[START OF Selection]

So, in Java, the first line of your constructor HAS to be a call to super... be it implicitly calling super(), or explicitly calling another constructor. What I want to know is, why can't I put a try block around that?

My specific case is that I have a mock class for a test. There is no default constructor, but I want one to make the tests simpler to read. I also want to wrap the exceptions thrown from the constructor into a RuntimeException.

So, what I want to do is effectively this:

public class MyClassMock extends MyClass {     public MyClassMock() {         try {             super(0);         } catch (Exception e) {             throw new RuntimeException(e);         }     }      // Mocked methods } 

But Java complains that super isn't the first statement.

[END OF Selection]
[START OF Data lines]

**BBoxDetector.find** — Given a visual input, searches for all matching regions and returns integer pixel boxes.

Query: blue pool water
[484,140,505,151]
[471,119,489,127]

[END OF Data lines]

= Stated goal A =
Using the question about Java constructors, explain in one to three sentences why Java rejects the writer's constructor with the try block.
= Stated goal B =
Write the next part of the question about Java constructors, starting after its final sentence.

= Task output A =
In Java, the first line of a constructor has to be a call to super, either an implicit super() or an explicit call to another constructor. Placing super(0) inside a try block means super is no longer the first statement, so Java complains.

= Task output B =
My workaround:

public class MyClassMock extends MyClass {     public static MyClassMock construct() {         try {             return new MyClassMock();         } catch (Exception e) {             throw new RuntimeException(e);         }     }      public MyClassMock() throws Exception {         super(0);     }      // Mocked methods } 

Is this the best workaround? Why doesn't Java let me do the former?


My best guess as to the "why" is that Java doesn't want to let me have a constructed object in a potentially inconsistent state... however, in doing a mock, I don't care about that. It seems I should be able to do the above... or at least I know that the above is safe for my case... or seems as though it should be anyways.

I am overriding any methods I use from the tested class, so there is no risk that I am using uninitialized variables.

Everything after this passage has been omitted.